*EXERCISE OBJECTIVE*.
Which lines in the material contain the word "knee"? Extract each of them in full, treating uppercase and lowercase as different.

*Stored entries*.
++++
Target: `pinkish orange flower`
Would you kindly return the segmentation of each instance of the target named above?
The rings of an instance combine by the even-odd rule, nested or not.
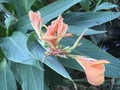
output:
[[[55,49],[58,42],[65,36],[67,29],[68,25],[63,22],[62,16],[59,16],[57,20],[52,21],[51,25],[47,27],[47,31],[41,39]]]
[[[40,13],[38,11],[33,12],[30,10],[29,11],[29,18],[30,18],[30,21],[32,23],[33,28],[35,29],[36,33],[40,37],[41,26],[42,26],[42,18],[41,18]]]
[[[90,84],[97,86],[104,82],[105,64],[107,60],[95,60],[84,56],[75,56],[77,62],[83,67],[87,80]]]

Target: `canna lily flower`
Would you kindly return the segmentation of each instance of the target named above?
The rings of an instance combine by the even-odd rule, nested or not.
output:
[[[58,42],[65,36],[68,25],[63,22],[62,16],[59,16],[46,29],[47,31],[41,39],[48,43],[51,48],[56,49]]]
[[[95,60],[84,56],[75,56],[74,59],[83,67],[87,80],[94,86],[101,85],[104,82],[105,64],[110,63],[107,60]]]
[[[42,27],[42,22],[43,22],[40,13],[38,11],[33,12],[32,10],[30,10],[28,15],[29,15],[33,28],[35,29],[37,35],[40,37],[41,27]]]

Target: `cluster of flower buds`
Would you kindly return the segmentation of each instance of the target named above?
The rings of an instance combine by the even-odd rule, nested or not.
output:
[[[59,42],[64,37],[72,36],[71,33],[67,33],[68,25],[63,22],[63,18],[60,15],[56,20],[52,21],[51,25],[46,26],[43,24],[40,12],[29,11],[29,18],[31,24],[39,36],[40,41],[47,44],[46,55],[54,55],[61,57],[74,58],[84,69],[87,80],[90,84],[97,86],[104,82],[105,64],[110,63],[107,60],[96,60],[81,55],[70,55],[71,51],[79,46],[79,41],[82,38],[84,32],[76,40],[72,47],[61,48]],[[46,32],[42,30],[45,27]]]

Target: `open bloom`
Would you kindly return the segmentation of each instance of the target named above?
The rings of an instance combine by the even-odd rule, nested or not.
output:
[[[58,42],[65,36],[67,29],[68,25],[63,22],[62,16],[59,16],[47,27],[47,31],[41,39],[55,49]]]
[[[42,27],[42,18],[40,13],[37,12],[33,12],[33,11],[29,11],[29,18],[31,21],[31,24],[33,26],[33,28],[35,29],[37,35],[40,37],[41,34],[41,27]]]
[[[104,82],[105,64],[107,60],[95,60],[84,56],[75,56],[77,62],[83,67],[87,80],[90,84],[97,86]]]

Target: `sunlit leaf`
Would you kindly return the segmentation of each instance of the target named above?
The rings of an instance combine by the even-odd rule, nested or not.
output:
[[[76,39],[77,38],[75,38],[75,37],[74,38],[69,38],[69,39],[67,38],[62,43],[63,43],[63,45],[68,44],[68,45],[72,46]],[[66,41],[67,41],[67,43],[65,43]],[[106,65],[105,75],[107,77],[120,77],[120,73],[118,72],[120,70],[120,65],[119,65],[120,61],[118,59],[116,59],[115,57],[108,54],[106,51],[100,49],[99,47],[97,47],[96,45],[94,45],[93,43],[91,43],[90,41],[88,41],[86,39],[82,39],[80,41],[80,43],[82,43],[82,45],[77,47],[73,51],[73,54],[88,56],[88,57],[95,58],[95,59],[98,59],[98,60],[99,59],[106,59],[110,62],[110,64]],[[72,63],[72,62],[71,62],[71,60],[68,61],[68,62],[66,60],[66,63]],[[76,64],[76,62],[73,62],[73,63]],[[74,67],[75,65],[72,65],[72,64],[64,64],[64,65],[66,65],[67,67],[77,69],[77,67]],[[78,68],[80,68],[80,67],[78,67]]]
[[[64,14],[65,22],[84,28],[101,25],[120,16],[120,12],[72,12]]]
[[[69,9],[79,1],[81,0],[58,0],[54,3],[49,4],[48,6],[41,8],[39,11],[42,15],[42,18],[44,18],[44,23],[47,23],[51,19],[62,14],[65,10]],[[15,28],[16,30],[22,32],[27,32],[27,30],[31,30],[32,26],[28,16],[26,15],[24,17],[21,17],[20,20],[16,23]]]
[[[37,66],[38,61],[29,55],[26,39],[25,34],[14,32],[12,36],[0,39],[0,46],[9,60]]]
[[[56,71],[61,76],[72,80],[68,72],[61,65],[61,63],[54,56],[48,56],[45,58],[45,49],[37,42],[36,34],[31,33],[27,40],[27,47],[33,57],[45,63],[52,70]]]
[[[95,9],[94,12],[99,11],[99,10],[107,10],[107,9],[112,9],[118,7],[116,4],[109,3],[109,2],[104,2],[100,5],[98,5]]]

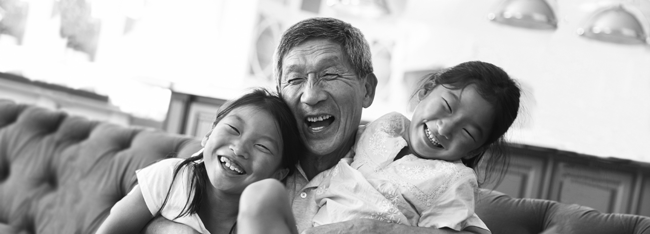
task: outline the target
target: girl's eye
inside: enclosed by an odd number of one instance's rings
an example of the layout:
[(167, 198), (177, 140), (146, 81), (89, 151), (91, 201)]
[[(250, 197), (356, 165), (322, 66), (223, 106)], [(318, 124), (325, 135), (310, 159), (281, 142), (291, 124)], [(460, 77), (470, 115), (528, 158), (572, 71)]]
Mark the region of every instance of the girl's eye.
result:
[(443, 100), (444, 100), (445, 104), (447, 104), (447, 108), (449, 110), (449, 112), (453, 113), (454, 111), (451, 110), (451, 106), (449, 106), (449, 102), (447, 102), (447, 100), (445, 100), (445, 99), (443, 99)]
[(230, 125), (230, 124), (226, 124), (226, 125), (228, 125), (229, 127), (230, 127), (230, 130), (231, 130), (234, 131), (235, 133), (237, 134), (237, 135), (239, 135), (239, 130), (237, 130), (237, 128), (233, 127), (232, 125)]

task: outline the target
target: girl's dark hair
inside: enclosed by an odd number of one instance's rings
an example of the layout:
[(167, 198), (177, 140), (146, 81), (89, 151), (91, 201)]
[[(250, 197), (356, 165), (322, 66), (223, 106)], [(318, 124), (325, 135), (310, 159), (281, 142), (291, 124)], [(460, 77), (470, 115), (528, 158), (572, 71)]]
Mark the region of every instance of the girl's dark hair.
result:
[(467, 62), (426, 75), (411, 97), (415, 98), (422, 89), (428, 93), (437, 85), (460, 89), (470, 84), (475, 85), (476, 91), (494, 106), (495, 118), (492, 131), (486, 143), (479, 147), (481, 150), (475, 157), (462, 161), (477, 172), (480, 163), (485, 165), (484, 180), (479, 181), (479, 185), (492, 180), (493, 174), (499, 175), (498, 182), (503, 178), (510, 163), (504, 136), (517, 118), (521, 93), (519, 86), (508, 73), (489, 63)]
[[(252, 89), (239, 98), (231, 100), (221, 106), (216, 114), (216, 119), (212, 124), (214, 128), (219, 121), (233, 110), (244, 106), (254, 106), (259, 110), (265, 111), (271, 115), (276, 121), (280, 137), (282, 138), (282, 161), (280, 163), (281, 168), (289, 169), (287, 177), (292, 174), (296, 170), (295, 165), (298, 163), (298, 157), (303, 154), (306, 149), (298, 132), (298, 125), (289, 106), (276, 93), (272, 93), (263, 88)], [(181, 170), (190, 170), (191, 176), (188, 179), (190, 187), (185, 207), (174, 219), (190, 214), (196, 213), (201, 208), (201, 202), (205, 194), (206, 186), (211, 186), (207, 172), (205, 171), (205, 164), (201, 161), (203, 159), (203, 152), (196, 156), (190, 157), (183, 160), (176, 166), (174, 170), (172, 183), (167, 191), (162, 205), (158, 209), (155, 216), (161, 215), (162, 209), (167, 204), (172, 186), (176, 180), (176, 175)], [(287, 177), (285, 177), (286, 178)], [(190, 197), (192, 191), (194, 197)]]

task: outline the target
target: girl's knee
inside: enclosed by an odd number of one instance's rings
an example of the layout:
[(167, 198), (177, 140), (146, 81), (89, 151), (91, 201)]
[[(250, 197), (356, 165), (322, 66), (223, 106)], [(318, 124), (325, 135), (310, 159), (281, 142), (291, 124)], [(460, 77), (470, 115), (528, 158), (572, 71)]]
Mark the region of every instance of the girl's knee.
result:
[[(266, 209), (288, 202), (284, 185), (275, 179), (266, 179), (251, 183), (244, 189), (240, 198), (242, 210)], [(287, 200), (287, 201), (283, 201)]]

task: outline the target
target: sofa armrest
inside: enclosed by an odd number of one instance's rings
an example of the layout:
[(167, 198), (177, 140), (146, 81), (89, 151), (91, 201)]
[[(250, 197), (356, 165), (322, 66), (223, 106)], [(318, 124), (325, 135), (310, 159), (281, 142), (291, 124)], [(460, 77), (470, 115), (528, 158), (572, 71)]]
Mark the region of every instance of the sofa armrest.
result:
[(576, 204), (515, 198), (481, 189), (476, 213), (492, 233), (539, 233), (556, 227), (558, 233), (650, 234), (650, 217), (603, 213)]

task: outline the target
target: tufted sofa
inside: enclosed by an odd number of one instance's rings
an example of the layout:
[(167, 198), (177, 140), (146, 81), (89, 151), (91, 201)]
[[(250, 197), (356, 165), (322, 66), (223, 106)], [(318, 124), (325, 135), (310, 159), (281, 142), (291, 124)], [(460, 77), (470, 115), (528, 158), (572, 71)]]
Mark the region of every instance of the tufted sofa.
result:
[[(200, 147), (185, 136), (0, 100), (0, 234), (93, 233), (135, 185), (136, 169)], [(476, 213), (493, 233), (650, 234), (648, 217), (482, 192)]]

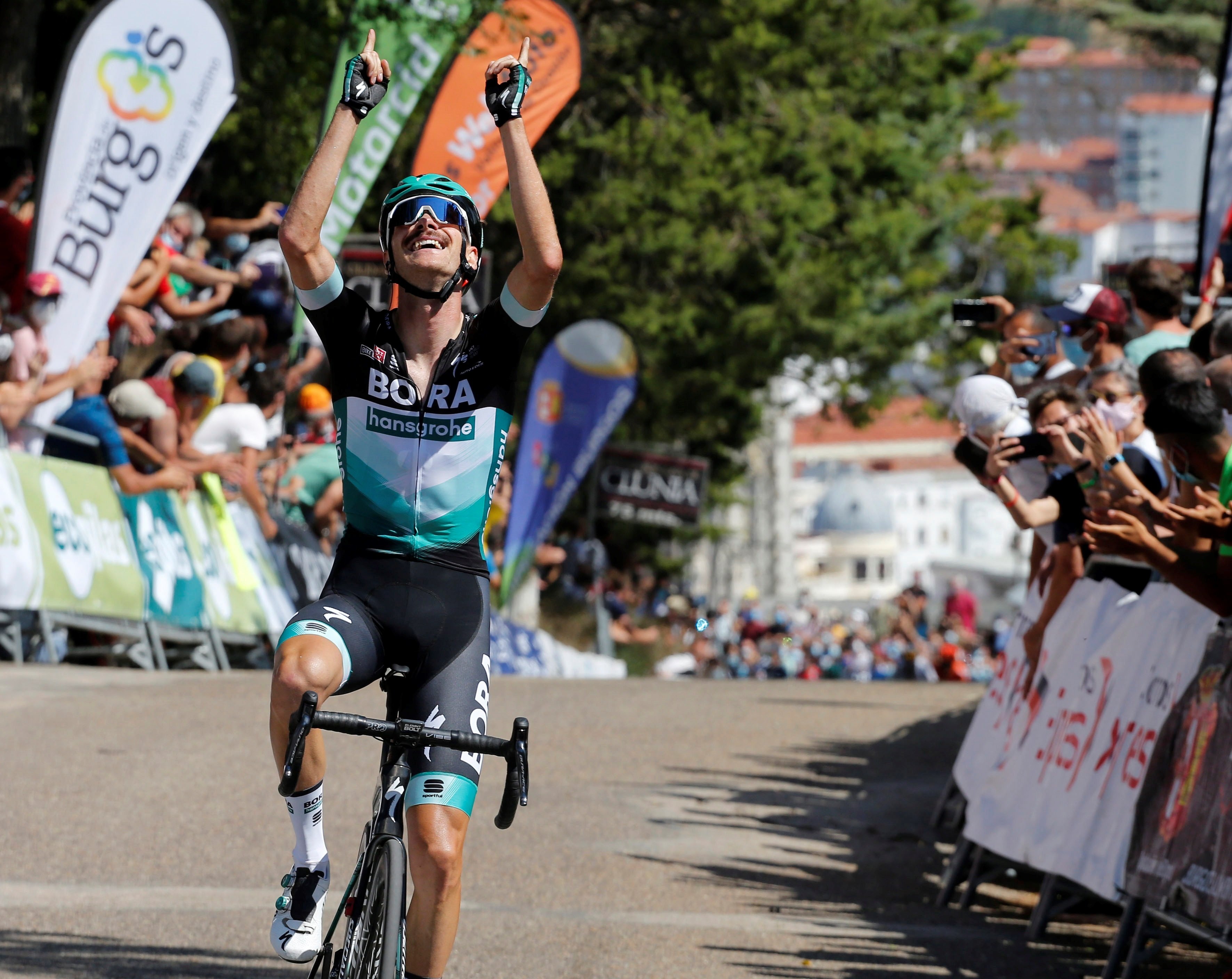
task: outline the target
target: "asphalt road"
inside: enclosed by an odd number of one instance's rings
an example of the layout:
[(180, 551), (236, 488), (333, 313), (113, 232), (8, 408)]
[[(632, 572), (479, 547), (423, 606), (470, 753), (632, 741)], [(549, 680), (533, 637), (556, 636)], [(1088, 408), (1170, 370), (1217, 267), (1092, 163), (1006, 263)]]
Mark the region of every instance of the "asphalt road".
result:
[[(0, 977), (307, 975), (266, 938), (291, 847), (267, 683), (0, 667)], [(1111, 920), (1027, 945), (1029, 880), (933, 908), (951, 837), (928, 816), (979, 693), (499, 679), (493, 733), (531, 718), (531, 805), (496, 830), (489, 771), (447, 975), (1098, 975)], [(345, 709), (379, 714), (379, 695)], [(326, 738), (349, 866), (378, 749)], [(1181, 949), (1143, 974), (1226, 968)]]

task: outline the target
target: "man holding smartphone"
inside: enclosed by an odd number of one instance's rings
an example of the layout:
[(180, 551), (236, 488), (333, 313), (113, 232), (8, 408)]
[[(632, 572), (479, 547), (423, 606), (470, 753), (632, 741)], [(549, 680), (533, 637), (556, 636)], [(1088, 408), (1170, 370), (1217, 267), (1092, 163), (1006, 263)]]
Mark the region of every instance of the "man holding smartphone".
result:
[(1024, 392), (1077, 369), (1058, 342), (1056, 326), (1037, 309), (1014, 309), (1002, 296), (991, 296), (986, 302), (1003, 313), (994, 324), (994, 329), (1000, 330), (1002, 342), (997, 347), (997, 360), (988, 368), (989, 374)]

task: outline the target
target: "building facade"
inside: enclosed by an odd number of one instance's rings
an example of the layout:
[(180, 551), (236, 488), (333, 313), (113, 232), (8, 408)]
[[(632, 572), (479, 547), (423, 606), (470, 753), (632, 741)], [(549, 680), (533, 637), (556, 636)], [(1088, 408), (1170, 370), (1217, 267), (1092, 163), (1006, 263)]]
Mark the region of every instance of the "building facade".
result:
[(1117, 127), (1116, 196), (1143, 214), (1198, 213), (1211, 100), (1135, 95)]
[(697, 594), (866, 606), (963, 573), (988, 607), (1026, 579), (1030, 534), (954, 461), (957, 426), (898, 398), (864, 427), (829, 410), (771, 411), (748, 449), (740, 501), (697, 548)]
[(1016, 102), (1011, 128), (1024, 143), (1116, 139), (1121, 106), (1140, 92), (1193, 92), (1196, 58), (1147, 58), (1114, 48), (1077, 50), (1062, 37), (1034, 37), (1000, 96)]

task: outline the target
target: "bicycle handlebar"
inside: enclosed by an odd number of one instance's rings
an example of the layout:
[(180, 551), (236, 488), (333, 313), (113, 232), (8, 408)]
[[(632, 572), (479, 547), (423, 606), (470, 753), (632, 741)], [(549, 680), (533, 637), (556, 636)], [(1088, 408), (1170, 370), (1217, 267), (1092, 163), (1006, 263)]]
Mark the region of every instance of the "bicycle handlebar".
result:
[(299, 767), (303, 763), (304, 740), (312, 728), (340, 734), (359, 734), (394, 741), (405, 747), (451, 747), (455, 751), (473, 751), (482, 755), (499, 755), (505, 759), (505, 791), (500, 797), (496, 828), (509, 829), (519, 805), (526, 805), (530, 792), (530, 768), (526, 743), (530, 722), (514, 719), (514, 733), (506, 741), (487, 734), (461, 730), (436, 730), (425, 728), (421, 720), (377, 720), (360, 714), (344, 714), (317, 709), (317, 693), (308, 691), (299, 701), (299, 709), (291, 715), (290, 739), (278, 792), (286, 797), (296, 791)]

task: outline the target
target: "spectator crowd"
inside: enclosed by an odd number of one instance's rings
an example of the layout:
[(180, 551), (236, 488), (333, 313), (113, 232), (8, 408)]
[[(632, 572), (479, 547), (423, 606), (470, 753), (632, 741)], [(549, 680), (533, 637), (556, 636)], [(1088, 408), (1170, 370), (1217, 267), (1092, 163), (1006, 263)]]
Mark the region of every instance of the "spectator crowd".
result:
[[(342, 530), (328, 366), (277, 229), (176, 203), (89, 352), (48, 369), (54, 272), (27, 273), (28, 155), (0, 148), (0, 426), (10, 449), (105, 465), (122, 493), (201, 485), (253, 509), (265, 536)], [(293, 528), (293, 530), (288, 530)]]
[[(128, 494), (200, 484), (245, 500), (267, 538), (307, 533), (330, 553), (344, 512), (328, 365), (312, 326), (293, 329), (282, 206), (225, 218), (176, 203), (91, 350), (52, 372), (44, 329), (60, 283), (26, 271), (31, 182), (28, 156), (0, 149), (6, 445), (105, 465)], [(1188, 323), (1184, 289), (1177, 265), (1142, 259), (1127, 271), (1129, 303), (1101, 284), (1044, 309), (986, 300), (995, 357), (955, 393), (955, 456), (1034, 532), (1032, 661), (1083, 575), (1135, 590), (1170, 581), (1232, 613), (1232, 309), (1220, 309), (1220, 261)], [(494, 587), (510, 469), (485, 528)], [(533, 586), (601, 603), (609, 638), (654, 645), (665, 675), (979, 680), (1009, 631), (998, 619), (981, 632), (957, 580), (933, 622), (918, 582), (865, 610), (769, 608), (755, 592), (712, 606), (646, 569), (609, 566), (585, 526), (541, 546), (536, 564)]]

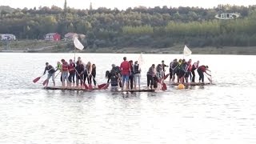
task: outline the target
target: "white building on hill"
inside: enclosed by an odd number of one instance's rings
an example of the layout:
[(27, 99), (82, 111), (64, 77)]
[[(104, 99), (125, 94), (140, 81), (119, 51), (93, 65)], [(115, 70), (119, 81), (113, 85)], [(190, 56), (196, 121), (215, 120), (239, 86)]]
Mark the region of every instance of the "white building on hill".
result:
[(0, 38), (3, 40), (16, 40), (15, 35), (12, 34), (0, 34)]

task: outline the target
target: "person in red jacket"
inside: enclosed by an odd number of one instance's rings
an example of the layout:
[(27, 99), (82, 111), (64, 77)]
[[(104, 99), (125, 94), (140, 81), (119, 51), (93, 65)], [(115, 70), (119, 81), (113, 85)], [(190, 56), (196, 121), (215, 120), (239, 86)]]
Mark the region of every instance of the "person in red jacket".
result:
++++
*THE RESPONSE*.
target: girl's knee
Mark the region of every instance of the girl's knee.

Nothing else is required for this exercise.